**EXERCISE**
The task for the listing below is to write out exactly the lines starting at the one containing "Point to the green" and ending at the one containing "Point to the gray", both included. Pictures are to be omitted.

==============================

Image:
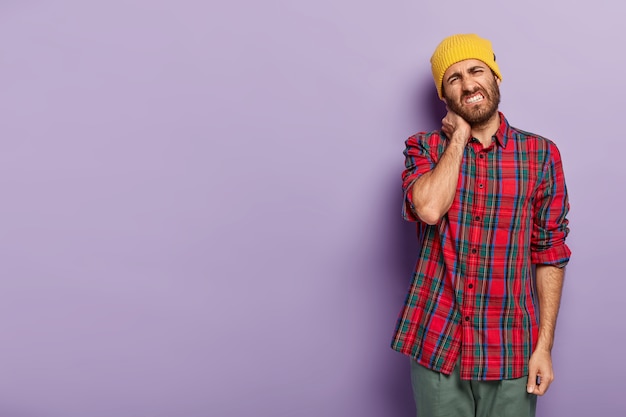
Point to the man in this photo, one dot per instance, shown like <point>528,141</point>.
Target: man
<point>490,204</point>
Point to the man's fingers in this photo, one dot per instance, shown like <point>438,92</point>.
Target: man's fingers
<point>531,384</point>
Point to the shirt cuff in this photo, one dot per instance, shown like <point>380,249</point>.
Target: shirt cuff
<point>557,256</point>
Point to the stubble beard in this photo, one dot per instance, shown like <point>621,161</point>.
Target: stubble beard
<point>477,116</point>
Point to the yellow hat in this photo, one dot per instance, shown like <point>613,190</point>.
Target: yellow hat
<point>457,48</point>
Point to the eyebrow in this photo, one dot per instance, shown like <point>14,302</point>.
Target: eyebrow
<point>470,69</point>
<point>454,74</point>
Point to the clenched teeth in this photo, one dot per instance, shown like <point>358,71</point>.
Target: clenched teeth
<point>474,99</point>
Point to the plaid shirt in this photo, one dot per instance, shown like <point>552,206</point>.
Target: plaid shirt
<point>472,292</point>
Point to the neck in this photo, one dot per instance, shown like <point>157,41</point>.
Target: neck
<point>485,131</point>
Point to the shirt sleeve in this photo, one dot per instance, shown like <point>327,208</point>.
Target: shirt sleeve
<point>550,224</point>
<point>418,160</point>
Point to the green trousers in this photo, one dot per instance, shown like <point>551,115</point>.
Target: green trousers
<point>440,395</point>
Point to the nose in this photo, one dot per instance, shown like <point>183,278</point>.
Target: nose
<point>468,84</point>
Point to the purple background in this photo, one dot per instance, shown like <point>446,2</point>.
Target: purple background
<point>200,210</point>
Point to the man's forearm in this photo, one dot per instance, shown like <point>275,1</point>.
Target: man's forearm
<point>549,288</point>
<point>433,193</point>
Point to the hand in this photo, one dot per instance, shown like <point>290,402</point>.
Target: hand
<point>455,127</point>
<point>539,365</point>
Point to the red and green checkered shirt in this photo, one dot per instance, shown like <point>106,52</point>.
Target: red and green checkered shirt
<point>472,292</point>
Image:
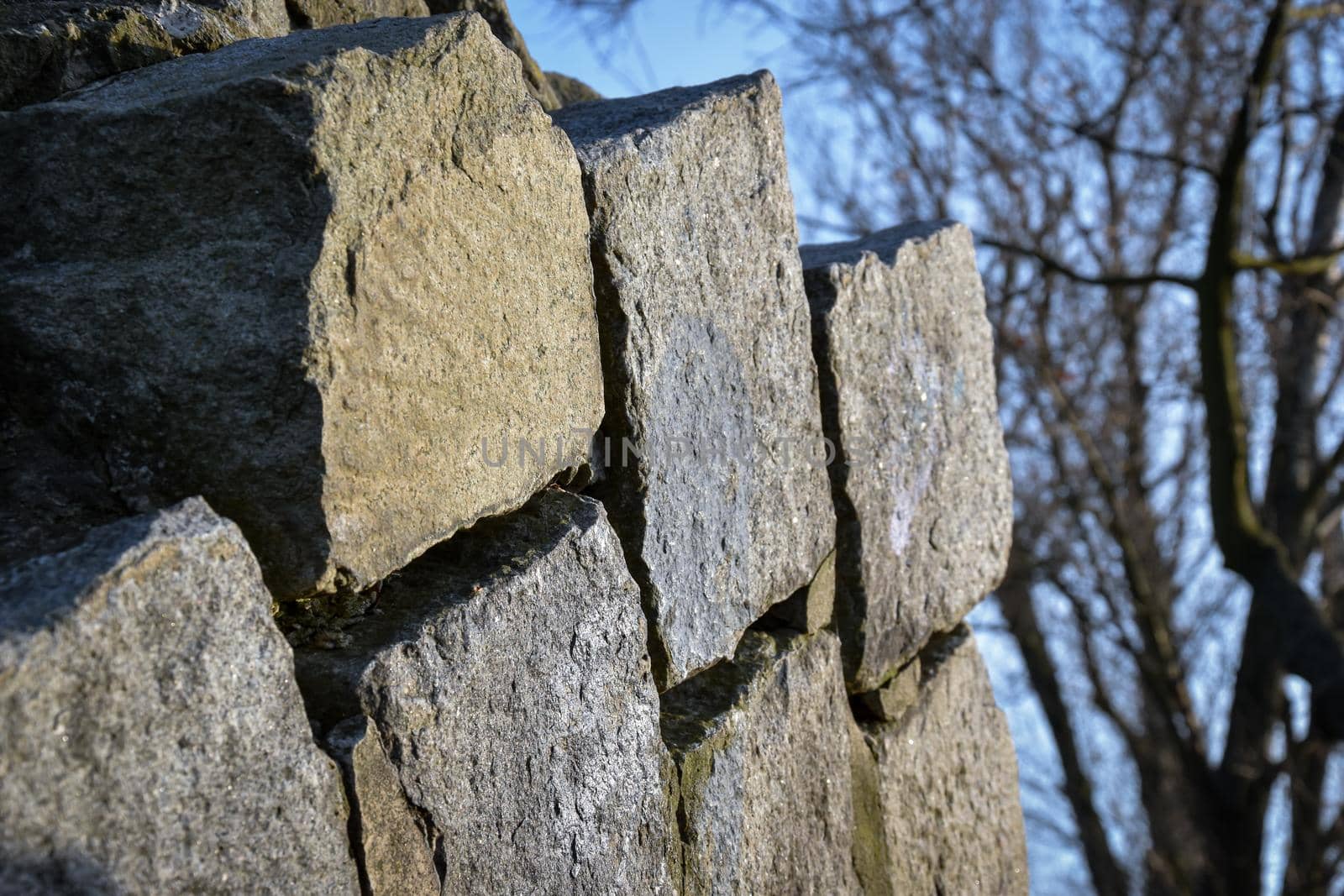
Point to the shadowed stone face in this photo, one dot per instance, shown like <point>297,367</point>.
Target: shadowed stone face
<point>333,266</point>
<point>49,47</point>
<point>942,804</point>
<point>761,750</point>
<point>154,739</point>
<point>921,484</point>
<point>508,683</point>
<point>706,358</point>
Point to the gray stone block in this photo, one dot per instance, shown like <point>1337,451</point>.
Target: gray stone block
<point>49,47</point>
<point>723,501</point>
<point>154,738</point>
<point>761,748</point>
<point>508,680</point>
<point>308,278</point>
<point>941,810</point>
<point>394,855</point>
<point>921,483</point>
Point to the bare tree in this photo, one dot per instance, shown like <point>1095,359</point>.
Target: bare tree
<point>1158,187</point>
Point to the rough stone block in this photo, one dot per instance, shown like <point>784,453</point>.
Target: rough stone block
<point>501,23</point>
<point>710,382</point>
<point>940,810</point>
<point>761,746</point>
<point>49,47</point>
<point>921,476</point>
<point>394,857</point>
<point>154,738</point>
<point>307,278</point>
<point>508,680</point>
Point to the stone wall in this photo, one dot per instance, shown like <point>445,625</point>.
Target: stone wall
<point>414,484</point>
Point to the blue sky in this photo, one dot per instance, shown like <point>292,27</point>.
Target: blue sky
<point>678,45</point>
<point>669,45</point>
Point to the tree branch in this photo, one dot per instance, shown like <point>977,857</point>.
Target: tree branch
<point>1305,644</point>
<point>1057,266</point>
<point>1299,266</point>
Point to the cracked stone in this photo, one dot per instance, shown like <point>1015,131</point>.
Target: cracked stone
<point>921,484</point>
<point>280,305</point>
<point>761,748</point>
<point>714,477</point>
<point>508,680</point>
<point>941,812</point>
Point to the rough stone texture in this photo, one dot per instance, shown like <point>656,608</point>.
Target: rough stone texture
<point>49,47</point>
<point>501,23</point>
<point>394,856</point>
<point>571,90</point>
<point>761,746</point>
<point>723,511</point>
<point>154,738</point>
<point>921,477</point>
<point>891,700</point>
<point>508,678</point>
<point>947,813</point>
<point>324,13</point>
<point>811,609</point>
<point>307,278</point>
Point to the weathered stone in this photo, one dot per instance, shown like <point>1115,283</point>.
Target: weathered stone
<point>761,746</point>
<point>501,23</point>
<point>810,609</point>
<point>324,13</point>
<point>570,90</point>
<point>316,289</point>
<point>154,738</point>
<point>722,504</point>
<point>921,477</point>
<point>891,700</point>
<point>947,817</point>
<point>49,47</point>
<point>394,856</point>
<point>508,678</point>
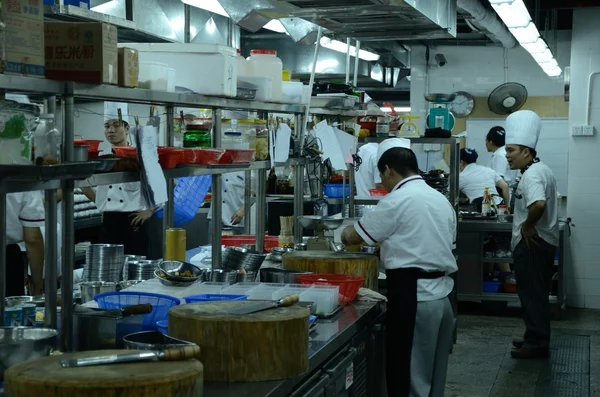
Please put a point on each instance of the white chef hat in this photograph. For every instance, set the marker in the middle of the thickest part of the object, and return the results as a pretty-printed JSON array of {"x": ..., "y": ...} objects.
[
  {"x": 111, "y": 111},
  {"x": 523, "y": 128},
  {"x": 390, "y": 144}
]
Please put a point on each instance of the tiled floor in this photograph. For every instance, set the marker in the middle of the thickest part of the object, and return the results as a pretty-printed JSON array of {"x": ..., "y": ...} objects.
[{"x": 481, "y": 366}]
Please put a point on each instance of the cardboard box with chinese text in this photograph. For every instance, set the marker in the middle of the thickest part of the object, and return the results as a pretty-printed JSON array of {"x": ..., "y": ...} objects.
[{"x": 85, "y": 52}]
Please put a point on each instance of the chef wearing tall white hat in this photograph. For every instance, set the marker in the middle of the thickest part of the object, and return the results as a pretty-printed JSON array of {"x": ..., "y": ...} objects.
[
  {"x": 535, "y": 232},
  {"x": 415, "y": 226},
  {"x": 123, "y": 215}
]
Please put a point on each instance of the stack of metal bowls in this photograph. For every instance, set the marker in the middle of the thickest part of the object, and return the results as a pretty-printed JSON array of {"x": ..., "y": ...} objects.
[
  {"x": 141, "y": 270},
  {"x": 235, "y": 258},
  {"x": 104, "y": 262}
]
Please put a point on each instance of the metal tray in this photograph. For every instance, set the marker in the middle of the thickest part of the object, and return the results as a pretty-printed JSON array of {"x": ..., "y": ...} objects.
[{"x": 73, "y": 170}]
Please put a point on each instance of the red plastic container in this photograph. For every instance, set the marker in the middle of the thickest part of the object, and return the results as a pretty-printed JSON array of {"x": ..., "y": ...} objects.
[
  {"x": 377, "y": 192},
  {"x": 169, "y": 157},
  {"x": 240, "y": 156},
  {"x": 92, "y": 144},
  {"x": 202, "y": 155},
  {"x": 237, "y": 241},
  {"x": 349, "y": 285}
]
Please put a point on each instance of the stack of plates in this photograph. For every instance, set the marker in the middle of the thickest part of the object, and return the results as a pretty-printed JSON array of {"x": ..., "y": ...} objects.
[
  {"x": 140, "y": 270},
  {"x": 235, "y": 258},
  {"x": 104, "y": 262}
]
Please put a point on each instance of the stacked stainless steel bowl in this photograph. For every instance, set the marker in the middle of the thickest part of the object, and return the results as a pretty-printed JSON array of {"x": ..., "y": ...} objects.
[
  {"x": 104, "y": 262},
  {"x": 235, "y": 258}
]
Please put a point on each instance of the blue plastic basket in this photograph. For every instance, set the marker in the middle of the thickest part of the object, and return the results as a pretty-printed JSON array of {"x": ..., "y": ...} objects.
[
  {"x": 334, "y": 190},
  {"x": 214, "y": 297},
  {"x": 188, "y": 196},
  {"x": 160, "y": 304},
  {"x": 163, "y": 326}
]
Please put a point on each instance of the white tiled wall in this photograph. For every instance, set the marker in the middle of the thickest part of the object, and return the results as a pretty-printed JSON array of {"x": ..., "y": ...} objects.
[{"x": 583, "y": 285}]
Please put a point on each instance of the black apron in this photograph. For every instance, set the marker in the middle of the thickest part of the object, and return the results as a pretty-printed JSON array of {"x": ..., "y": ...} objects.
[{"x": 401, "y": 317}]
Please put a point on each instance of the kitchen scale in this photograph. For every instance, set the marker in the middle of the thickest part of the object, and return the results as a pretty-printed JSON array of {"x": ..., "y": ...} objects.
[
  {"x": 439, "y": 115},
  {"x": 319, "y": 224}
]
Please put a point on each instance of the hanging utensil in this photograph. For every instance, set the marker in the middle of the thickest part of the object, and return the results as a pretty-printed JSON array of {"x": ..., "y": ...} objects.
[
  {"x": 174, "y": 354},
  {"x": 258, "y": 307}
]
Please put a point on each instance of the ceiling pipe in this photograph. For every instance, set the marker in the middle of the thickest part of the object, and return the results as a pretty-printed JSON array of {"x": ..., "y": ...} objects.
[{"x": 488, "y": 20}]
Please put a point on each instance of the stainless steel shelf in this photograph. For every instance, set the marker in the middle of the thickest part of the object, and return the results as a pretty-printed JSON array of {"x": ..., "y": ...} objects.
[{"x": 138, "y": 95}]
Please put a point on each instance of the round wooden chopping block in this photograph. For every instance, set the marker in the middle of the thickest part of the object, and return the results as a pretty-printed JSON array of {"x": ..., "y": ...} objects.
[
  {"x": 335, "y": 263},
  {"x": 45, "y": 377},
  {"x": 267, "y": 345}
]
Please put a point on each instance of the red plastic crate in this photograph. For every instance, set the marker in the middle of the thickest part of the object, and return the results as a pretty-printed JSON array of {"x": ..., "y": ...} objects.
[
  {"x": 349, "y": 284},
  {"x": 237, "y": 241}
]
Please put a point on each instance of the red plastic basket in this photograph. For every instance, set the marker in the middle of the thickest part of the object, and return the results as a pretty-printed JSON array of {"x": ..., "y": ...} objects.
[
  {"x": 349, "y": 284},
  {"x": 237, "y": 241}
]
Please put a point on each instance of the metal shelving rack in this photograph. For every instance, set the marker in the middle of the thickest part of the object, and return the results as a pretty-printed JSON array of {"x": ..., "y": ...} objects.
[{"x": 68, "y": 91}]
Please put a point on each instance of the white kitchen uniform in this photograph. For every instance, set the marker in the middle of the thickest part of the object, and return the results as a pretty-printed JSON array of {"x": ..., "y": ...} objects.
[
  {"x": 473, "y": 180},
  {"x": 368, "y": 173},
  {"x": 537, "y": 184},
  {"x": 415, "y": 226},
  {"x": 499, "y": 164}
]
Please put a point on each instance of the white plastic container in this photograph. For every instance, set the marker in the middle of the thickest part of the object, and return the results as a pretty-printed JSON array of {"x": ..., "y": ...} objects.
[
  {"x": 207, "y": 69},
  {"x": 291, "y": 92},
  {"x": 265, "y": 63},
  {"x": 154, "y": 76},
  {"x": 263, "y": 85}
]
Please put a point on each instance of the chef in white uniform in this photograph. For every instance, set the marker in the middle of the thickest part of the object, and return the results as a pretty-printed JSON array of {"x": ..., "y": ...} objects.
[
  {"x": 24, "y": 217},
  {"x": 494, "y": 143},
  {"x": 535, "y": 232},
  {"x": 123, "y": 215},
  {"x": 474, "y": 178},
  {"x": 367, "y": 176},
  {"x": 415, "y": 226}
]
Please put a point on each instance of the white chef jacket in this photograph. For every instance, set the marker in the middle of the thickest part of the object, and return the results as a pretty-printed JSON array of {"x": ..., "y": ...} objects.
[
  {"x": 415, "y": 226},
  {"x": 119, "y": 197},
  {"x": 537, "y": 184},
  {"x": 233, "y": 196},
  {"x": 473, "y": 180},
  {"x": 499, "y": 164},
  {"x": 368, "y": 174},
  {"x": 23, "y": 209}
]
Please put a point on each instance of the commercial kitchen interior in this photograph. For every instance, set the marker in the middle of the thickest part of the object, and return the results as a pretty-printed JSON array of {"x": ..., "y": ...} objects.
[{"x": 479, "y": 54}]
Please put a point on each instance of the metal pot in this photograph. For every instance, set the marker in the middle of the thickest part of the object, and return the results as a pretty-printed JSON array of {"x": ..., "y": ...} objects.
[{"x": 92, "y": 288}]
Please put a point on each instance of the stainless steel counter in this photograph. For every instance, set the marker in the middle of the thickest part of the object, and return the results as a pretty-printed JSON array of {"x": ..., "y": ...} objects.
[{"x": 329, "y": 336}]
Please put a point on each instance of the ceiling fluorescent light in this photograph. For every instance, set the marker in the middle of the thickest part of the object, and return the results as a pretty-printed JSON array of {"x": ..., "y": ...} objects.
[
  {"x": 343, "y": 47},
  {"x": 208, "y": 5},
  {"x": 535, "y": 47},
  {"x": 513, "y": 14},
  {"x": 528, "y": 34},
  {"x": 545, "y": 56}
]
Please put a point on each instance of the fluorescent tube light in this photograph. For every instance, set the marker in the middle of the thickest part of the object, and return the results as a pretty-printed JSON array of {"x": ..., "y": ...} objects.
[
  {"x": 514, "y": 14},
  {"x": 545, "y": 56},
  {"x": 528, "y": 34},
  {"x": 343, "y": 47},
  {"x": 535, "y": 47}
]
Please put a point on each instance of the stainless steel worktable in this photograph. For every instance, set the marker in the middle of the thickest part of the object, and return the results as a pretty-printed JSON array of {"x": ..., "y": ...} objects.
[{"x": 330, "y": 335}]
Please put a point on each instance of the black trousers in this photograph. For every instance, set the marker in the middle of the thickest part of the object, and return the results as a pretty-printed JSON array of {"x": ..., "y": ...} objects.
[
  {"x": 15, "y": 271},
  {"x": 117, "y": 229},
  {"x": 534, "y": 267}
]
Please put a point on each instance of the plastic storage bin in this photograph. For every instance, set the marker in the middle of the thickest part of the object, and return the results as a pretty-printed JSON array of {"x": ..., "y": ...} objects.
[
  {"x": 154, "y": 76},
  {"x": 214, "y": 297},
  {"x": 218, "y": 65},
  {"x": 160, "y": 304},
  {"x": 334, "y": 190}
]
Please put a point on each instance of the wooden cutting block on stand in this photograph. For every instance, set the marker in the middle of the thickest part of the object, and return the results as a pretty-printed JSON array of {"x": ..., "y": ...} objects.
[
  {"x": 266, "y": 345},
  {"x": 335, "y": 263},
  {"x": 45, "y": 377}
]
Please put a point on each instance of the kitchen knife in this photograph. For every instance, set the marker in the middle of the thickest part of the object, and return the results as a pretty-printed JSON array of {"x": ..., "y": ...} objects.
[
  {"x": 174, "y": 354},
  {"x": 260, "y": 306}
]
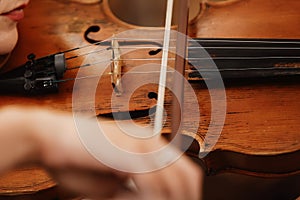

==============================

**RESPONSE FOR THIS EXERCISE**
Point to the green trousers in this photo, one dot per instance, shown like <point>551,115</point>.
Target: green trousers
<point>440,395</point>
Point to the nose in this photo, one dot per instance, shown like <point>183,278</point>.
Target: nose
<point>468,84</point>
Point to the purple background in this photo, one dot per instance, shown like <point>446,2</point>.
Target: purple background
<point>200,210</point>
Point to the man's forearm in this photo, one dot per instance, shown like <point>275,1</point>.
Target: man's forearm
<point>549,288</point>
<point>433,193</point>
Point to the hand in this photo, one dot per instance, shown like <point>290,402</point>.
Target: hand
<point>455,127</point>
<point>539,365</point>
Point to the red and green checkered shirt in this photo, one dot per instance, shown like <point>106,52</point>.
Target: red and green checkered shirt
<point>472,292</point>
Image:
Point to the shadowed stone face in this photo, one dot per instance, shown like <point>297,367</point>.
Target: shadowed stone face
<point>333,266</point>
<point>49,47</point>
<point>942,804</point>
<point>761,750</point>
<point>154,739</point>
<point>921,484</point>
<point>508,683</point>
<point>706,358</point>
Point to the gray stone block in this photo, one dot per instance, shown like <point>1337,451</point>.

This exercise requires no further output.